──────── DATA FOR THE TASK

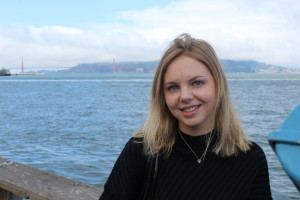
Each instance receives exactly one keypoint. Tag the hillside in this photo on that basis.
(230, 66)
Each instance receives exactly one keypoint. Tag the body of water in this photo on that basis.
(76, 125)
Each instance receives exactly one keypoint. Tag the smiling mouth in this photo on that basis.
(190, 109)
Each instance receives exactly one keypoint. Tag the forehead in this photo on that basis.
(185, 67)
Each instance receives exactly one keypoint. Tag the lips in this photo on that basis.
(190, 108)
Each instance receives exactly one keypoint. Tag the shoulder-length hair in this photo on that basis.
(161, 127)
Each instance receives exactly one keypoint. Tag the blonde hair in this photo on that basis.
(161, 126)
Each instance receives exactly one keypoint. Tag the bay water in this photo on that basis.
(75, 125)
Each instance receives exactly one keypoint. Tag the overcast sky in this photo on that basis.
(63, 33)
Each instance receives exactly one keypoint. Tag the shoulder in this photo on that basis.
(256, 153)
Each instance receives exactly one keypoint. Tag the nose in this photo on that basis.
(186, 94)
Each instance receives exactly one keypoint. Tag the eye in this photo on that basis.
(197, 83)
(172, 87)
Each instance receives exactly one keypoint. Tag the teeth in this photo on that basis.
(190, 109)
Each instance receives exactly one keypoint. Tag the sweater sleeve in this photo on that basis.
(126, 177)
(261, 186)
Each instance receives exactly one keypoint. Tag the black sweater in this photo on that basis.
(180, 176)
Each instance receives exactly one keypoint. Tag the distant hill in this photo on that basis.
(230, 66)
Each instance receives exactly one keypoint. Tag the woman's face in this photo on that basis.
(190, 94)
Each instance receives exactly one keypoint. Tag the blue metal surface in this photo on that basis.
(286, 144)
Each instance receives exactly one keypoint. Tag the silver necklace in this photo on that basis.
(199, 160)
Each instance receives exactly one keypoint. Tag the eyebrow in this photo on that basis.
(171, 82)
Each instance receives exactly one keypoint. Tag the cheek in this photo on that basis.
(170, 101)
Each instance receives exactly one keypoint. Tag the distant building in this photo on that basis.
(139, 70)
(4, 72)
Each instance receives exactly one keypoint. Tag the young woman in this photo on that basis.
(203, 151)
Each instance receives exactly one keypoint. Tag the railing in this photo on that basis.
(18, 181)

────────────────

> WHAT THE EXERCISE ASKS:
Print every line of the records above verbatim, omitting the pictures from your output.

> EXERCISE OUTPUT:
Each instance receives exactly one keypoint. Tag the hillside in this photo on that basis.
(230, 66)
Each instance receives exactly one keypoint. Tag the body of water in this photo on that basis.
(76, 125)
Each instance receives exactly one keypoint. Tag the smiling mouth in this photo on that basis.
(190, 109)
Each instance receives exactly one keypoint. Tag the forehead in this photo on that basis.
(185, 67)
Each instance receives exactly one keypoint. Tag the lips in this photo on that basis.
(190, 108)
Each instance receives exactly one keypoint. Tag the shoulder-length hair in this photo on that basis.
(161, 127)
Each instance receives exactly one keypoint. Tag the blonde hair in this photo on that basis.
(161, 126)
Each instance receives exactly one keypoint. Tag the bay water in this photo on that basis.
(75, 125)
Each instance receives exactly one keypoint. Tag the overcast sky in this photo on that basis.
(63, 33)
Each instance receives exactly one keypoint. Tag the shoulder in this photo on that basis.
(256, 153)
Each instance receives exactly one keypoint. Tag the nose in this photo on that basis.
(186, 94)
Each instance receives exactly one keypoint. Tag the eye in this photo on that basis.
(197, 83)
(172, 87)
Each instance receives exactly one keypoint. Tag the teeth in this photo on that basis.
(190, 109)
Each instance receives exactly one keypoint. Tag the sweater sleeve in this photo on that basis.
(126, 177)
(261, 186)
Each instance receives exactly one keypoint. Tag the black sweater in this photo on that basis.
(180, 176)
Each instance receives exactly one keypoint. Tag the distant hill in this photo on that basis.
(230, 66)
Each instance receives exactly one keypoint. Tag the woman's face in this photo on that basis.
(190, 94)
Each instance receives exactly one keypoint. Tag the blue metal surface in this photo on that basis.
(286, 144)
Each instance receives exactly one keypoint. Tag the silver necklace in this photo on that basis.
(199, 160)
Each instance receives exactly one keypoint. Tag the eyebrow in this photo on that basis.
(171, 82)
Each instance receives exactly one keypoint. Tag the cheek in this photo on that basis.
(170, 101)
Each instance receives exactly one keypoint. Tag the distant building in this photo on that basis.
(139, 70)
(4, 72)
Each instance receives exactly one keypoint. Tag the young woman in this photo on that basis.
(203, 151)
Each instance receives exactly one keypoint. Tag the railing in this photo on that basis.
(18, 181)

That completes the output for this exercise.